__Exercise data__:
------------------------------------------------
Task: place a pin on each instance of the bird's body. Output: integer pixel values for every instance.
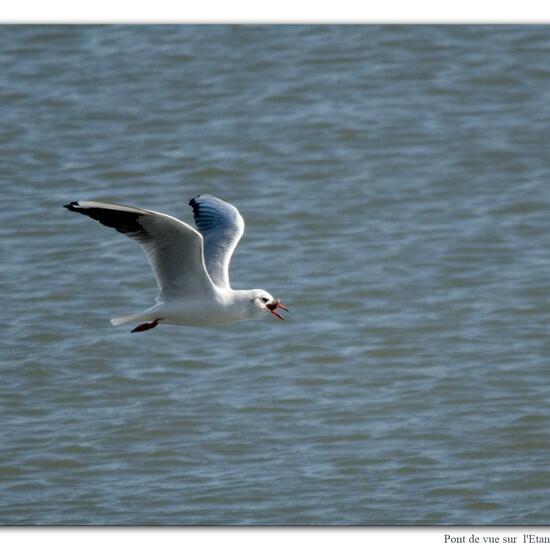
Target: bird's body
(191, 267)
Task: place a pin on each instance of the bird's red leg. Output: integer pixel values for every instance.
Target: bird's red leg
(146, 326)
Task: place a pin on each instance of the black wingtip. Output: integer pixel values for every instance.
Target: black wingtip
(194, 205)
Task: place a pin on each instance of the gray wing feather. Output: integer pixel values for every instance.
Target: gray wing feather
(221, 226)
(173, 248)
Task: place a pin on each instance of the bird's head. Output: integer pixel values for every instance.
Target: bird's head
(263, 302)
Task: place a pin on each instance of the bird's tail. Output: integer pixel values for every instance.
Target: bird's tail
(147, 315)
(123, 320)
------------------------------------------------
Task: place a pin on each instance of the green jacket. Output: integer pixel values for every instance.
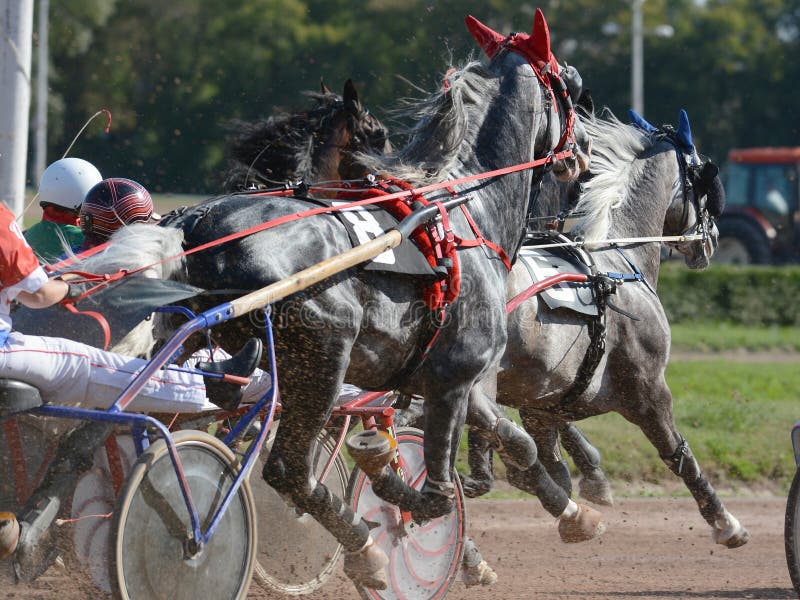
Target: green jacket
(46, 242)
------------------------------------------------
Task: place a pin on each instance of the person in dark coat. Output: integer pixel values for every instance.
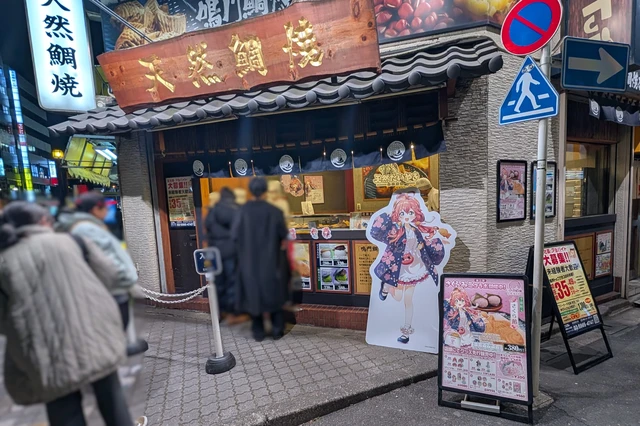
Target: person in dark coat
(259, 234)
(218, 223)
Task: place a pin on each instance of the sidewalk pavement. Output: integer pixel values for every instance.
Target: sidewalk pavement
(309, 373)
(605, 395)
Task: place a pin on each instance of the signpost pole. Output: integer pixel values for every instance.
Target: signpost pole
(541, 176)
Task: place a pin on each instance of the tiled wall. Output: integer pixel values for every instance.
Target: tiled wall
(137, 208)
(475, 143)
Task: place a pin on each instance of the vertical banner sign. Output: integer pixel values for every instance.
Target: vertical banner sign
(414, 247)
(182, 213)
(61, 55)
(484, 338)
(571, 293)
------------------------------------------------
__Task to complete__: From the listing above, repeat only the lines between the line containing "Task: place a pin on each instance of the bird's body." and the line containing "Task: place a pin on each instance of the bird's head.", those two included. Pictures are not part of the copy.

__Answer below__:
Task: place a pin on each instance of the bird's body. Output: integer pixel values for every instance.
Target: bird's body
(191, 267)
Task: place a pin on each instance of the bird's red leg. Output: integer pixel values for every instance.
Target: bird's red leg
(146, 326)
Task: place a pin on each instance of the black wingtip. Output: integer pixel values for every instance.
Target: black wingtip
(194, 205)
Task: place a pin on each instance of the gray wing feather. Output: integer pixel values for every instance.
Target: gray wing feather
(221, 226)
(173, 248)
Task: place a pin on each instance of the bird's head. Output: integer pixel values for every instance.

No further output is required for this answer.